Stored data entries:

########

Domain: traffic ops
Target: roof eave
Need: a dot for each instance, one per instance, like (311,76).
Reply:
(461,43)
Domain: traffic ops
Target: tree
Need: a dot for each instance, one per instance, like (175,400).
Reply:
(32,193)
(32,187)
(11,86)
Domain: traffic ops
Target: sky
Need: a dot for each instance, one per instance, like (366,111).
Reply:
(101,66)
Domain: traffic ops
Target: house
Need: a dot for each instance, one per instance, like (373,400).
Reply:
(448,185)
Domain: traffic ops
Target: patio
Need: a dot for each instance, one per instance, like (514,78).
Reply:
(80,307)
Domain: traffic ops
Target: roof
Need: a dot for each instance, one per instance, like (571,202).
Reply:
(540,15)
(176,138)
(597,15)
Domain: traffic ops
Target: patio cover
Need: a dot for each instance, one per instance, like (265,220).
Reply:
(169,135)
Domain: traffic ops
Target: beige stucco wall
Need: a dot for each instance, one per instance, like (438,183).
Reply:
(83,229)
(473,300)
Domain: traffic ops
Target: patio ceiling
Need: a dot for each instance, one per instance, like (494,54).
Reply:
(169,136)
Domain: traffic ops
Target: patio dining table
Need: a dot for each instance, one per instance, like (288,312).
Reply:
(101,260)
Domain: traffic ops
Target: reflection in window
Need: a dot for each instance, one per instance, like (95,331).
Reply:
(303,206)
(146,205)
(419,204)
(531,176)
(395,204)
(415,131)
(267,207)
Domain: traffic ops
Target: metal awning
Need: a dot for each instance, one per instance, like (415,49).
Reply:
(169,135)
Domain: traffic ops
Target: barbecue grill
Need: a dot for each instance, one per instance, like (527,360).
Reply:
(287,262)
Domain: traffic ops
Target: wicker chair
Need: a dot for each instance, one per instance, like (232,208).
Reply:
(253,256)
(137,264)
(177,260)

########

WHAT IS REQUIRED: Word for word, give back all the lines above.

RESULT BELOW:
Domain: traffic ops
Target: roof eave
Need: a dot for each instance, one per instance, like (311,76).
Reply:
(461,43)
Domain: traffic ops
Target: tree
Need: a dot for each instance, one per instance, like (175,400).
Reply:
(32,193)
(32,187)
(11,86)
Domain: traffic ops
Target: sky
Need: a dot for each instance, one per instance, like (366,111).
Reply:
(101,66)
Domain: traffic ops
Target: house
Need: a dot for each instance, one per instance, like (373,400).
Reply:
(448,185)
Domain: traffic ops
Target: patio
Need: a dot for each instance, one per instance, like (514,78).
Reply:
(80,307)
Domain: traffic ops
Target: roof
Need: a dot for each instance, one per instance, like (571,202).
Reply:
(540,15)
(176,138)
(597,15)
Domain: traffic ops
Target: patio cover
Need: a dot for each instance, one per instance, like (265,220).
Reply:
(169,135)
Domain: traffic ops
Target: beige stucco wall
Need: a dot for each instance, one per instance, like (438,183).
Reply:
(83,229)
(473,300)
Domain: traffic ops
Target: patio ceiling
Need: a dot for each instance, one per instance, like (494,54).
Reply:
(169,136)
Domain: traffic ops
Target: patio dining table
Need: a dot for each instance, one per instance, like (288,312).
Reply:
(101,260)
Domain: traffic ops
Target: reflection in window
Need: a dot for each instance, one per instance, like (95,331).
Reply:
(303,206)
(146,205)
(419,204)
(531,176)
(395,204)
(415,131)
(267,207)
Domain: traffic ops
Target: metal awning
Need: a dot for each instance, one per instance, like (415,49).
Reply:
(169,135)
Domain: traffic ops
Target: barbecue grill
Need: a dot for each instance, one per instance, like (527,360).
Reply:
(287,262)
Domain: traffic ops
Target: wicker chair
Need: a dot for each instance, one per instance, like (232,208).
Reply:
(253,256)
(137,264)
(177,260)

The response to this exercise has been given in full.